Given instruction: Can you edit the records from the line with "task | one point per instance, each pair like [331, 21]" through the last line, changing each "awning" to "canopy" and leaving everything else as it is? Give back only those lines.

Extracted entries:
══════════

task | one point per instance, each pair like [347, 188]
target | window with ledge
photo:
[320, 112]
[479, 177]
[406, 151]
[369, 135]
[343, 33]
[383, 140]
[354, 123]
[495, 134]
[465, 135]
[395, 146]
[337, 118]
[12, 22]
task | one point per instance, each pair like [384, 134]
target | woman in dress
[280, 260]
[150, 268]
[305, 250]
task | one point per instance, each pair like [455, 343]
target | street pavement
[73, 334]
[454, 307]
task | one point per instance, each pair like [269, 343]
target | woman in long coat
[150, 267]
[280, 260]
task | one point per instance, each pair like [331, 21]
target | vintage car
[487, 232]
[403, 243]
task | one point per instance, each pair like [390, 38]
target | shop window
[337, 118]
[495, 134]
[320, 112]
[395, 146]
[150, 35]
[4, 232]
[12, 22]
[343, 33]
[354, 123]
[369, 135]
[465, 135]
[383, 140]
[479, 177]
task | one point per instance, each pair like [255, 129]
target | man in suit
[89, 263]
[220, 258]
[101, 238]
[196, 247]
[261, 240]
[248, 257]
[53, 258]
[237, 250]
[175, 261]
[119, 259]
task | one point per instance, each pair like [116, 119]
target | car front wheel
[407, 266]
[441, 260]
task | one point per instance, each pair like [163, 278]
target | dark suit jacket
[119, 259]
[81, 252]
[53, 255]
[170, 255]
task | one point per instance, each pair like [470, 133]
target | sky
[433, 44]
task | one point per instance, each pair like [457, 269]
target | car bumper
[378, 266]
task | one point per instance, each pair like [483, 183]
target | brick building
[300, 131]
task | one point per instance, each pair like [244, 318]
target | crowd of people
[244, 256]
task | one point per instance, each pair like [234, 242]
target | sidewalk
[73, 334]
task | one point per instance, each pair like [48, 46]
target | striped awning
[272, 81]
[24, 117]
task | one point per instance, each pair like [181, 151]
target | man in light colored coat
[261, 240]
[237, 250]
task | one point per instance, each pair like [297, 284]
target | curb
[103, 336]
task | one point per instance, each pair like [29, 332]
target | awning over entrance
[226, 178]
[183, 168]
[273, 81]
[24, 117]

══════════

Worked answer:
task | one point per instance, each pair like [331, 21]
target | vintage car
[487, 232]
[403, 243]
task | one point per instance, each pair like [390, 38]
target | shop window
[337, 118]
[495, 134]
[320, 112]
[395, 146]
[150, 35]
[4, 232]
[12, 22]
[343, 33]
[354, 123]
[369, 135]
[465, 135]
[383, 140]
[479, 177]
task | one point per instance, each pair like [255, 129]
target | man in suit
[89, 263]
[220, 258]
[101, 238]
[196, 247]
[261, 240]
[248, 257]
[53, 258]
[237, 250]
[175, 261]
[119, 259]
task | one point per instance, each pair like [116, 119]
target | car front wheel
[407, 266]
[441, 260]
task | one point per instance, each pair like [163, 278]
target | dark suit jacket
[119, 259]
[81, 252]
[53, 255]
[170, 255]
task | one point per instance, each pair like [470, 133]
target | sky
[433, 44]
task | one point per instance, each pair like [457, 269]
target | car bumper
[378, 266]
task | one point per instance, each pair like [483, 183]
target | brick building
[300, 131]
task | one point per instance, each pair like [244, 318]
target | crowd of people
[244, 256]
task | one point per instance, each pair like [234, 242]
target | sidewalk
[73, 334]
task | one point per instance, each pair like [48, 46]
target | striped canopy
[272, 81]
[24, 117]
task | one point per instance, each pair like [181, 151]
target | man in light colored coat
[261, 240]
[237, 250]
task | one point per instance, each pair like [297, 284]
target | curb
[103, 336]
task | one point per instance, each pair like [29, 332]
target | canopy over entrance
[226, 178]
[183, 168]
[273, 81]
[24, 117]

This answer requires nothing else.